* Required task *
Collect every line in the rows below that contains the word "tower", and copy each such line in full.

* Supplied data *
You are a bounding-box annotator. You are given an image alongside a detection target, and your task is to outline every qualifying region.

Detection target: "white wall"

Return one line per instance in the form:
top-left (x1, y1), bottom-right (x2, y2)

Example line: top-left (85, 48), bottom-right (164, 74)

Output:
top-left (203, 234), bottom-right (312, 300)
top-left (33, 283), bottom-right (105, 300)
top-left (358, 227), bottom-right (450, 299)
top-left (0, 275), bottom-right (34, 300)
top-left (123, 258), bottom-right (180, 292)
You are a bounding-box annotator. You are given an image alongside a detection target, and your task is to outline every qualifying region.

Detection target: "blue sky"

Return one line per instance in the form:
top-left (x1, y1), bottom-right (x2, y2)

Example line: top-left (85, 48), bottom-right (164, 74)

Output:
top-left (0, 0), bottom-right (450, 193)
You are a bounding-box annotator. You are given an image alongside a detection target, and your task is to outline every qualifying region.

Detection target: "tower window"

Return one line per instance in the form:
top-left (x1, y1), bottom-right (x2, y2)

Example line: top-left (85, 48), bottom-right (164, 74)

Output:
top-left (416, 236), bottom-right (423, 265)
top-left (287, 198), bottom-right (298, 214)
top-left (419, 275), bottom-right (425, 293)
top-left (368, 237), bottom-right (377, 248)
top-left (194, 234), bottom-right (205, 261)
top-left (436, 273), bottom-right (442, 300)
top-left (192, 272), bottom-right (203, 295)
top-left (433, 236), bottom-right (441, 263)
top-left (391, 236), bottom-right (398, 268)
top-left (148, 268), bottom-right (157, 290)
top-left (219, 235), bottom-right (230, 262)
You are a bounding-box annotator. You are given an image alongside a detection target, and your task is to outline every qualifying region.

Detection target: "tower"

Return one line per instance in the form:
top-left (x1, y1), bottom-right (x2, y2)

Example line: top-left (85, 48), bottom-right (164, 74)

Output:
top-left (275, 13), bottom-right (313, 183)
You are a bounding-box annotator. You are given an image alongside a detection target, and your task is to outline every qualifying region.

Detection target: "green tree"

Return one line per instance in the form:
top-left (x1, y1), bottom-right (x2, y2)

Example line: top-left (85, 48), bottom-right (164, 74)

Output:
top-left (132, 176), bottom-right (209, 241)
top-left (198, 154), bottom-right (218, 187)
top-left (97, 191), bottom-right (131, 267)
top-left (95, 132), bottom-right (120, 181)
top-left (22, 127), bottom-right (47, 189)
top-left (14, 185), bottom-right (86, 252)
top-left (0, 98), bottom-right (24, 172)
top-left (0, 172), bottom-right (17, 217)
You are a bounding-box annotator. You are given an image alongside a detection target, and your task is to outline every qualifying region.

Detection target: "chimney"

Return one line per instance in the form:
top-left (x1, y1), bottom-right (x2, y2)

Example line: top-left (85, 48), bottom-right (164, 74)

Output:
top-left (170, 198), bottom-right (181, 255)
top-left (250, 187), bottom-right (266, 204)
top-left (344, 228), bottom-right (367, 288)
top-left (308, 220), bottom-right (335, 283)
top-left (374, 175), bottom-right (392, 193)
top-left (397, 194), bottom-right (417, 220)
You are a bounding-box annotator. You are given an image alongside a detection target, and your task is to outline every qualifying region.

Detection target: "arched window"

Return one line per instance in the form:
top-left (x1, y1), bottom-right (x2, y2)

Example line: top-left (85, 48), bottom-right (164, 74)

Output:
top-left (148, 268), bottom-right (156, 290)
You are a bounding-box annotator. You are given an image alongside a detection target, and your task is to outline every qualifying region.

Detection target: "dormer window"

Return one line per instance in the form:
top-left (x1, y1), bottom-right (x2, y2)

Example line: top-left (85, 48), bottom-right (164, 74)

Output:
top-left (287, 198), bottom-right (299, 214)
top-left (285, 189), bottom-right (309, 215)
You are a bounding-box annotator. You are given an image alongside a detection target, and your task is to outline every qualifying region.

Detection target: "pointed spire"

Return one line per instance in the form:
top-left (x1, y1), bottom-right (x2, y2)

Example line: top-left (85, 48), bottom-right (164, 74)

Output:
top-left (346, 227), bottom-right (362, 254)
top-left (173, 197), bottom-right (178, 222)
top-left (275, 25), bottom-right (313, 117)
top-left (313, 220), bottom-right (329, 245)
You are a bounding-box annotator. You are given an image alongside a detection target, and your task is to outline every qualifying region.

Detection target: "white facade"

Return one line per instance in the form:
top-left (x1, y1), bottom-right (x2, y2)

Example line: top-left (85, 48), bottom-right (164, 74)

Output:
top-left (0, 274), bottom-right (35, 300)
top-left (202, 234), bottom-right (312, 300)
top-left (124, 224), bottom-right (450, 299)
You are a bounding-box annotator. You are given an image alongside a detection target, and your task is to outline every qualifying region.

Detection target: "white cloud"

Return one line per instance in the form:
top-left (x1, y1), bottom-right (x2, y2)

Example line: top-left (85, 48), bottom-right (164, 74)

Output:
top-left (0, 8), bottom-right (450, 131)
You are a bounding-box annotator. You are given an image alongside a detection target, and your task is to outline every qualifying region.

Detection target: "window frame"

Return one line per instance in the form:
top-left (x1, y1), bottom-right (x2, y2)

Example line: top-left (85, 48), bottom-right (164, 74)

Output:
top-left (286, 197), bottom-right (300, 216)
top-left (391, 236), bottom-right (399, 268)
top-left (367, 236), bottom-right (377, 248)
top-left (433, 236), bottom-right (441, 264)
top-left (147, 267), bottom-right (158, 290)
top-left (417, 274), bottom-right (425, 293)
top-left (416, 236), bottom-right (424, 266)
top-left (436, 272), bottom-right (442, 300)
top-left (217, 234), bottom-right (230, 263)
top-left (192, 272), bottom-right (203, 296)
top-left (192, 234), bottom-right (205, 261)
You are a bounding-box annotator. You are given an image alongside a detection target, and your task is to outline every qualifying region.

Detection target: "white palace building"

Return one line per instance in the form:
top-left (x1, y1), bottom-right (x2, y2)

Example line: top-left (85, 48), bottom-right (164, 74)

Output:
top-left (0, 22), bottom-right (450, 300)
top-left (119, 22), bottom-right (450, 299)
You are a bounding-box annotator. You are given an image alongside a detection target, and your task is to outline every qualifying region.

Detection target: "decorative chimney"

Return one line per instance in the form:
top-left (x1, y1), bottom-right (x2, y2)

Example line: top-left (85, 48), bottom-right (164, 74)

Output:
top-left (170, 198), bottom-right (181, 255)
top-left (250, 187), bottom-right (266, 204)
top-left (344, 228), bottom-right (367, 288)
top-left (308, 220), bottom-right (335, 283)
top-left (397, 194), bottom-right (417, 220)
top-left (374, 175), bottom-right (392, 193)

* The completed task *
Detection target: "tower window"
Detection target: "tower"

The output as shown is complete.